SHAPBoost
SHAPBoost is an R package for the implementation of the SHAPBoost feature selection algorithm, which is a boosting method that uses SHAP values for feature ranking and selects in an iterative forward fashion. It is designed to work with regression and survival analysis.
Installation
You can install the development version of SHAPBoost from GitHub with:
# install.packages("pak")
pak::pak("O-T-O-Z/SHAPBoost-R")Regression example
For regression tasks, SHAPBoost can be used with various evaluators such
as linear regression or XGBoost (xgb). For metrics, it support mae
(Mean Absolute Error), mse (Mean Squared Error), and r2 (R-squared
or $R^{2}$).
Below is an example using eyedata.
library(SHAPBoost)
library(flare)
data(eyedata)
shapboost <- SHAPBoostRegressor$new(
evaluator = "lr",
metric = "mae",
siso_ranking_size = 10,
verbose = 0,
)
X <- as.data.frame(x)
y <- as.data.frame(y)

▶ _Given entries_
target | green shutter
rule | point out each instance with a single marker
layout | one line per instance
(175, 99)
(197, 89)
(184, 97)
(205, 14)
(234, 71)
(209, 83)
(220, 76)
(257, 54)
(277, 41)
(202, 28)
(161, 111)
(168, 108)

▶ _Exercises_
A) Answer these questions about the SHAPBoost page:
(i) Which two kinds of analysis is SHAPBoost designed to work with?
(ii) Which three metrics does it support for regression tasks?
(iii) What value is given to siso_ranking_size in the example code?
B) Reproduce all fifteen lines of the entry under Block 1, character for character.

▶ _In response_
A)
(i) Regression and survival analysis.
(ii) mae (Mean Absolute Error), mse (Mean Squared Error) and r2 (R-squared).
(iii) 10.

B)
target | green shutter
rule | point out each instance with a single marker
layout | one line per instance
(175, 99)
(197, 89)
(184, 97)
(205, 14)
(234, 71)
(209, 83)
(220, 76)
(257, 54)
(277, 41)
(202, 28)
(161, 111)
(168, 108)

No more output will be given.